Aim of the task = Rewrite all of the material that follows, replacing "a dot for each instance" with "one point per instance" wherever it occurs and leaving everything else unchanged. Omit the pictures from your output.

═══

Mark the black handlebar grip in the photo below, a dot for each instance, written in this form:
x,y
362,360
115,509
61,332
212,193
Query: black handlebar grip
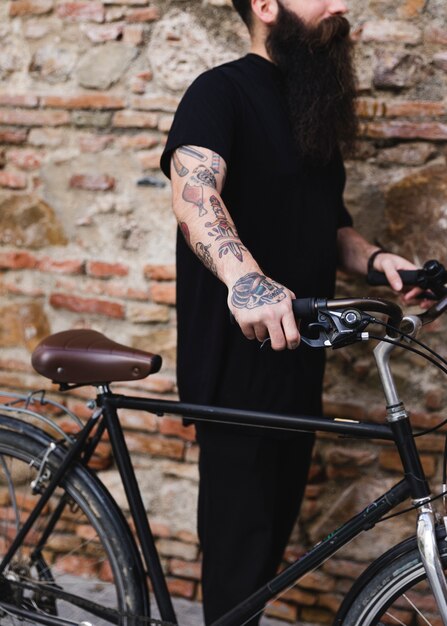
x,y
304,308
409,277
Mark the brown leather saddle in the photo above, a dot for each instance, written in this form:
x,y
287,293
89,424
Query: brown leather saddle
x,y
87,357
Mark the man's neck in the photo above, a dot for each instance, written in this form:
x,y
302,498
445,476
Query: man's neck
x,y
260,50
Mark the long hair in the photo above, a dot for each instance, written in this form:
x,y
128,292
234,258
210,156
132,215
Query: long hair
x,y
243,7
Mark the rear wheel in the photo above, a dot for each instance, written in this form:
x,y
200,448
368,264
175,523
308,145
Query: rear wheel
x,y
397,594
89,560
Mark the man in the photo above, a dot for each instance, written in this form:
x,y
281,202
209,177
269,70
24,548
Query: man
x,y
257,182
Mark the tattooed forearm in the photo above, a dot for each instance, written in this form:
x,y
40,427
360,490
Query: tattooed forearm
x,y
196,154
194,195
204,255
254,290
225,232
203,175
185,232
179,167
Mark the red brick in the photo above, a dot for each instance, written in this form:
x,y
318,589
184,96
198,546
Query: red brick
x,y
87,305
138,142
18,100
405,130
25,159
137,85
150,159
15,287
92,143
149,14
100,269
79,565
163,293
113,289
13,180
98,33
87,11
173,426
416,108
390,31
133,119
67,266
368,107
92,182
167,104
30,7
84,101
21,117
185,569
13,136
17,260
133,34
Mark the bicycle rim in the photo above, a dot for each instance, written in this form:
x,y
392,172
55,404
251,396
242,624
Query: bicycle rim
x,y
398,595
88,561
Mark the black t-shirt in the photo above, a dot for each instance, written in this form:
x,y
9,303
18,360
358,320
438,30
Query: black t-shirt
x,y
287,213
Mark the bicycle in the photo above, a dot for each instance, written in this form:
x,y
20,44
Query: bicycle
x,y
51,495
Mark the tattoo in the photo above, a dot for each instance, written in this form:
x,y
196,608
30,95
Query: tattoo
x,y
192,152
254,289
194,195
179,167
223,229
215,165
203,175
202,252
185,232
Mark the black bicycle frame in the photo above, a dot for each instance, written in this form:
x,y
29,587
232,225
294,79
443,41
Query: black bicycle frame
x,y
414,484
399,432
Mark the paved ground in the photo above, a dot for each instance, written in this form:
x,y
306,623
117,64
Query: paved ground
x,y
190,614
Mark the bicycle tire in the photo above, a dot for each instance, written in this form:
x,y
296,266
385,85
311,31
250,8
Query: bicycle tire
x,y
394,590
90,559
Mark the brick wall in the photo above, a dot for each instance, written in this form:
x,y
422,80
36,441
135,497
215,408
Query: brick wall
x,y
87,94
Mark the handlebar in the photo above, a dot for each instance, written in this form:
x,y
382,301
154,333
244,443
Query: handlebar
x,y
307,309
341,321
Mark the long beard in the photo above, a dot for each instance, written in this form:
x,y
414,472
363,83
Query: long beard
x,y
317,67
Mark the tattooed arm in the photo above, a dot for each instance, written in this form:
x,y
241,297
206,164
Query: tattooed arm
x,y
261,306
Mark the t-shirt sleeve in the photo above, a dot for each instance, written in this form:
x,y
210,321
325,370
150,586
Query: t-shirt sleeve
x,y
205,118
344,217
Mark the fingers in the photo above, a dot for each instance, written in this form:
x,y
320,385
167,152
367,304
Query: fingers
x,y
392,276
275,322
282,330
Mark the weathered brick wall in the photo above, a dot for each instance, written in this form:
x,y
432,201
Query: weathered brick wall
x,y
87,94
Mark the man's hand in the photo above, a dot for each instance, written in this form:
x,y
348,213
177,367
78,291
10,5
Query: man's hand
x,y
389,264
263,308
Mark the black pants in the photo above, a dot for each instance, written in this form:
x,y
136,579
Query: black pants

═══

Output for this exercise =
Mark the black handlebar grip in the photo below, one point per instance, written in this form:
x,y
362,360
115,509
61,332
212,193
Query: black handlebar grip
x,y
304,308
409,277
Mark the brown leather saddle in the photo above, one point per instance, written in this form:
x,y
287,293
89,424
Query: brown leather saddle
x,y
87,357
Mark the man's neck in the photo above, one point per instance, written in this form:
x,y
302,498
445,476
Query: man's neck
x,y
260,50
Mark the long hair in the photo above, one point per instance, written in this form:
x,y
128,292
234,258
210,156
132,215
Query: long hair
x,y
243,7
Mark the rear wheel in the photo above, one point per instance, written in this form:
x,y
200,448
368,264
175,523
308,145
Query: rear wheel
x,y
397,594
89,560
Mark the man in the photo above, one point per instance, written in this form:
x,y
281,202
209,177
269,70
24,548
Query: man
x,y
257,182
Mark the tattooed forearm in the photo above, one point per instance, written in this form:
x,y
40,427
360,490
Query: tattooed forearm
x,y
196,154
194,195
204,255
254,290
225,232
203,175
185,232
179,167
Mark the red brick in the photo above, one point per instance, written in this form:
x,y
318,589
184,96
198,546
Query: red brick
x,y
87,305
138,142
18,100
405,130
25,159
137,85
150,159
15,287
92,143
149,14
100,269
79,565
163,293
113,289
13,180
98,33
87,11
173,426
416,108
390,31
133,119
67,266
368,107
92,182
167,104
30,7
84,101
21,117
185,569
13,136
17,260
133,34
Mark the bicycle rim in the photo above, one point per instance, written in this form:
x,y
392,172
55,404
251,396
242,624
Query: bicycle rim
x,y
398,595
88,561
Mark the black t-shirt in the photo above, one point per instance, written in this form:
x,y
9,303
18,360
358,320
438,30
Query: black t-shirt
x,y
287,213
Mark the bicycle in the photo above, one point per instance, written in this form:
x,y
20,44
Query: bicycle
x,y
51,495
Mark the tattoo in the photo above, one point per instance, written in this form:
x,y
196,608
30,95
Query: tattoo
x,y
192,152
254,289
194,195
179,167
223,229
215,165
203,175
202,252
185,232
Mark the black bicycle frame in the photo above, one point per instance, written in this form:
x,y
29,587
232,225
294,79
443,41
Query: black bicycle frame
x,y
414,484
399,432
Mark the paved ground in the photo above, one point per instance, written in this form:
x,y
306,623
117,64
Query: paved ground
x,y
190,614
Mark the bicycle tire in the photo above, one point per instance, written in this form:
x,y
296,266
385,85
311,31
250,8
Query: bicycle tire
x,y
394,590
90,559
Mark the brick wall in the photo above, one point per instance, written in this form:
x,y
422,80
36,441
135,497
215,408
Query: brick wall
x,y
87,94
Mark the handlebar in the photo above, one point per instance, written in this form:
x,y
382,301
154,333
244,443
Query: handlebar
x,y
307,309
341,321
Mark the long beard in the photo above, one point per instance, written in this form:
x,y
414,472
363,83
Query: long beard
x,y
317,67
Mark the tattooed arm in the photo above, one point per instance, written in this form:
x,y
241,297
206,164
Query: tattooed arm
x,y
261,306
Mark the t-shirt sleeve in the photo above, one point per instance, written in this form:
x,y
210,321
325,370
150,586
Query: t-shirt sleeve
x,y
205,118
344,217
Mark the fingers in the photo above, one point per instance, written in this form:
x,y
320,385
167,152
367,304
Query: fingers
x,y
392,276
275,322
282,330
Mark the weathered brick wall in the photo above, one point per instance, written in this form:
x,y
432,201
Query: weathered brick wall
x,y
87,94
Mark the man's hand in the photo above, one point per instance, written in this form:
x,y
348,213
177,367
78,291
10,5
Query: man's hand
x,y
389,264
263,308
Mark the black pants in the photo above, one point per instance, written in this form:
x,y
136,579
Query: black pants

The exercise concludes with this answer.